» **Source passage**
While Pieper never quite makes it explicit, his framing of the animal Umwelt is clearly aimed at drawing a connection between it and the human work-world. Much like the animal Umwelt, the human work-world is a “selective world determined solely by life's immediate needs.”[13] As noted earlier, we must habituate ourselves to the work-world and make do with the opportunities at hand. We have very little option but to accept the “usual meanings” and “accustomed evaluations of things” in the work-world.[14] In this sense, we operate within the quasi-animal work-world by means of an instrumental mode of reasoning that we share in common with other animals.

Work is necessary and a good that corresponds to one aspect of human nature, but the age of work exhibits a tendency that Pieper deems its principal threat—namely, what he calls the totalizing tendency of the work-world. This is one of the text’s most important insights. The effect of this totalizing is that we become increasingly bound to, or enclosed in, the work-world: “To be bound to the working process is to be bound to the whole process of usefulness, and moreover, to be bound in such a way that the whole life of the working human being is consumed.”[15] It is to give oneself over entirely to the work-world, to have one’s dispositions, reasoning, desires, and so forth almost entirely molded by it. It means losing sight of the fact that the work-world—with its ends, utilitarian logic, and governing moods—is only a partial reality and that the habitus required for the work-world ought only to have a limited reach. In brief, being bound to the work-world represents an animal-like “narrowing of existence.”

This being bound to the totalizing work-world is demanded within the age of work. For our society to carry on running as it is, it is crucial that work is not seen as a necessity that we put aside once certain basic needs are met. It must become something more like a vocation so that we willingly become a mere “functionary” in the work-world (or “auto-exploitative” as Han puts it). According to Pieper’s framing of the situation, all of this ultimately represents an “animalizing” of the human world. As the work-world extends its totalizing reach and as we become increasingly enclosed in (or bound to) it, we lose the ability to step back and see the work-world for what it is, namely, a limited sector of reality as a whole. The animal-like work-world becomes the world as such.

» **Provided material**
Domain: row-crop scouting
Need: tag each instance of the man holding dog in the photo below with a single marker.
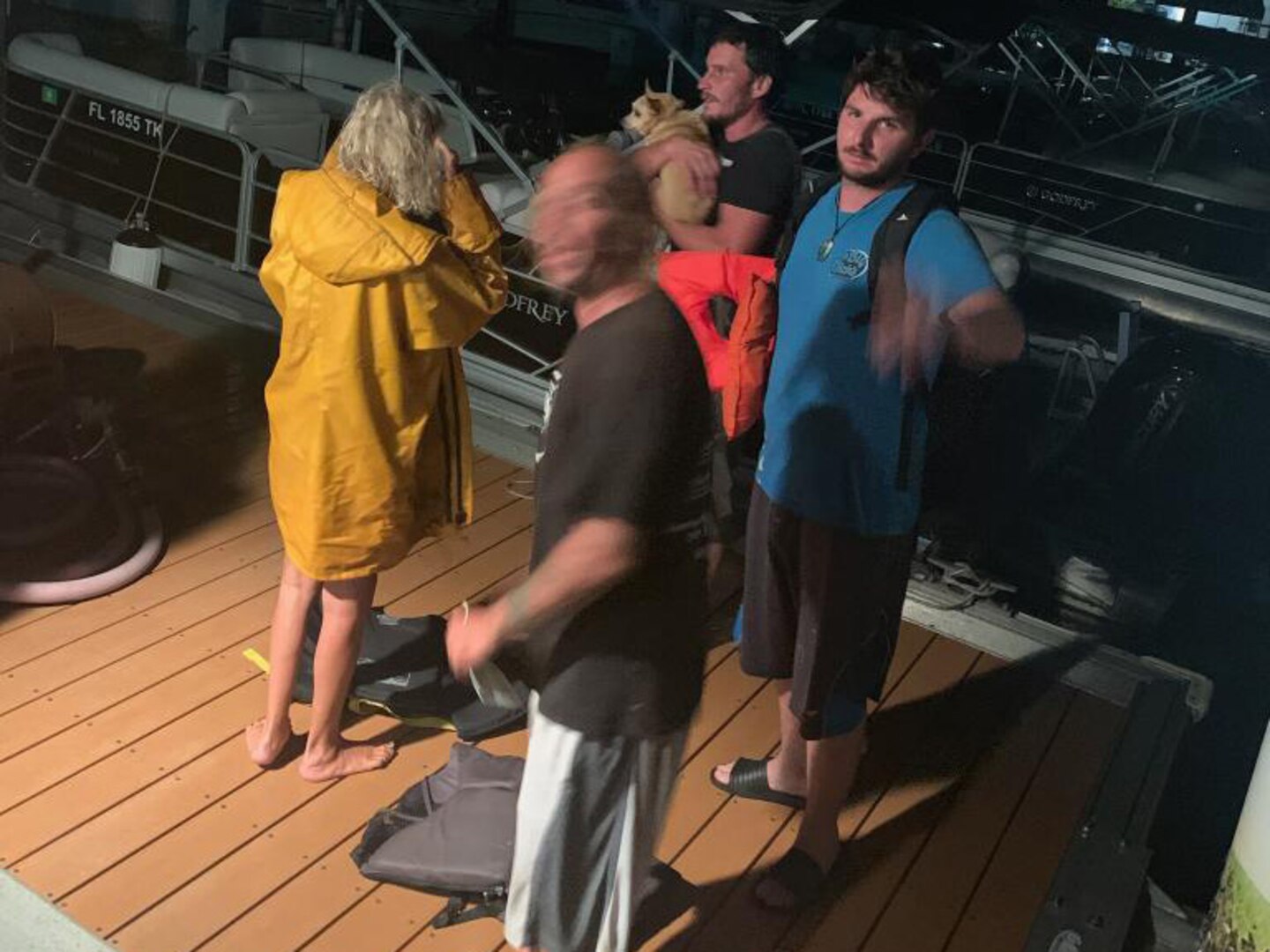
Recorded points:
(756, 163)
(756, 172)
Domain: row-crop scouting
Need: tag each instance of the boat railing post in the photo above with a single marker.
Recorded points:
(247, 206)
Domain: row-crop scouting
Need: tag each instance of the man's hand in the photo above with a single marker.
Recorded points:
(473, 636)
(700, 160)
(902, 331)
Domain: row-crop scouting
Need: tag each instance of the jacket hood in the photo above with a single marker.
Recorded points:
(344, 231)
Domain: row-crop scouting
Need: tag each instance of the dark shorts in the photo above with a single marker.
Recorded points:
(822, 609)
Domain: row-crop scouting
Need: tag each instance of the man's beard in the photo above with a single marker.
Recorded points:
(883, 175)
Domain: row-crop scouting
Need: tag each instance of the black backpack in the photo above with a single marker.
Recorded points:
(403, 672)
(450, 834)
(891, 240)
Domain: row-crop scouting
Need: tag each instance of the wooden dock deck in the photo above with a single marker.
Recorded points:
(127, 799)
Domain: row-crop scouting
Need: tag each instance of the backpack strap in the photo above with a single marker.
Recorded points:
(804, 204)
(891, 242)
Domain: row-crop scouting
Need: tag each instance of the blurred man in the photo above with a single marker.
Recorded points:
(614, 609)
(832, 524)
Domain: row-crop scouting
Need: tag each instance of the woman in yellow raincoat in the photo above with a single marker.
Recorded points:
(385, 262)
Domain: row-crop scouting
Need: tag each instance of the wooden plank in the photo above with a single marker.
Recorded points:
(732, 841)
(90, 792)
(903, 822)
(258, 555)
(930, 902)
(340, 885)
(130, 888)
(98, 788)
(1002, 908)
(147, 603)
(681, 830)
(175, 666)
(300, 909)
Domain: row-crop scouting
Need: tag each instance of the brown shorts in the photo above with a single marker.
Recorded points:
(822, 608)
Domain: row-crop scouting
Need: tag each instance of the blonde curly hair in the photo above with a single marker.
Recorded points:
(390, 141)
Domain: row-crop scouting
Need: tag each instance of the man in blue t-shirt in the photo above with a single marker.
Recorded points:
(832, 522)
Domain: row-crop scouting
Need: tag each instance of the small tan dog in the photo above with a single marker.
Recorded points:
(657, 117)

» **Tasks to carry out**
A: According to the passage on Pieper and the work-world, what does Pieper see as the principal threat of the age of work?
B: Please filter the listing down to every line that contains the word "wooden".

» **Results for the exercise**
A: The totalizing tendency of the work-world.

B:
Need: tag each instance of the wooden dock deck in the photo above with a single marker.
Need: tag each instance of the wooden plank in the photo above with a single marker.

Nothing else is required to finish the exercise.